Stored items:
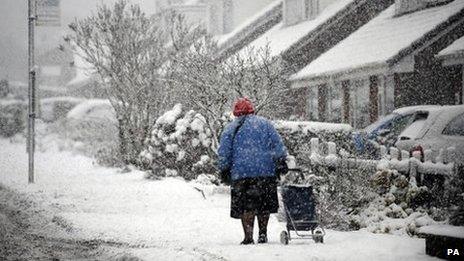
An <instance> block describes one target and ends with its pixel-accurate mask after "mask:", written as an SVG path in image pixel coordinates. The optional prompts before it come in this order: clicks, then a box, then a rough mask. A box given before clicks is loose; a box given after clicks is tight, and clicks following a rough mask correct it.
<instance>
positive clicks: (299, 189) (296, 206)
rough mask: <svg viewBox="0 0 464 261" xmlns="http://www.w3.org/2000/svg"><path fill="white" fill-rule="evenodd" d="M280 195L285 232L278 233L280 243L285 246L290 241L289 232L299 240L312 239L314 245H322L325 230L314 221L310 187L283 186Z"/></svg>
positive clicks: (314, 213)
mask: <svg viewBox="0 0 464 261" xmlns="http://www.w3.org/2000/svg"><path fill="white" fill-rule="evenodd" d="M281 194H282V201H283V204H284V209H285V215H286V221H287V230H286V231H285V230H284V231H282V232H281V233H280V242H281V243H282V244H285V245H287V244H288V242H289V241H290V240H292V237H291V233H290V232H291V231H295V234H296V235H297V236H298V238H300V239H308V238H312V239H313V240H314V242H316V243H323V242H324V236H325V230H324V228H323V227H322V226H321V225H320V223H319V222H318V221H317V219H316V202H315V200H314V194H313V188H312V187H311V186H301V185H285V186H282V187H281ZM309 231H311V234H309ZM302 232H303V233H302ZM304 232H308V233H304ZM298 238H295V239H298Z"/></svg>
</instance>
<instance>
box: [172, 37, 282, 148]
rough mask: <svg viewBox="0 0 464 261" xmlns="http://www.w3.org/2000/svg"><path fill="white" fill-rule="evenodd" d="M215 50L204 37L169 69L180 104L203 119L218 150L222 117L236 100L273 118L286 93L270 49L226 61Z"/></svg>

_TASK ITEM_:
Precisely the line with "</instance>" and the lines after it, up to the last line of the entries above, are to be reproduced, and nothing more.

_RESPONSE TO THIS TASK_:
</instance>
<instance>
box: [172, 37, 282, 148]
rough mask: <svg viewBox="0 0 464 261" xmlns="http://www.w3.org/2000/svg"><path fill="white" fill-rule="evenodd" d="M215 50L204 37L169 69L180 104L203 119L218 150L222 117L236 100L273 118L286 93L270 49L226 61Z"/></svg>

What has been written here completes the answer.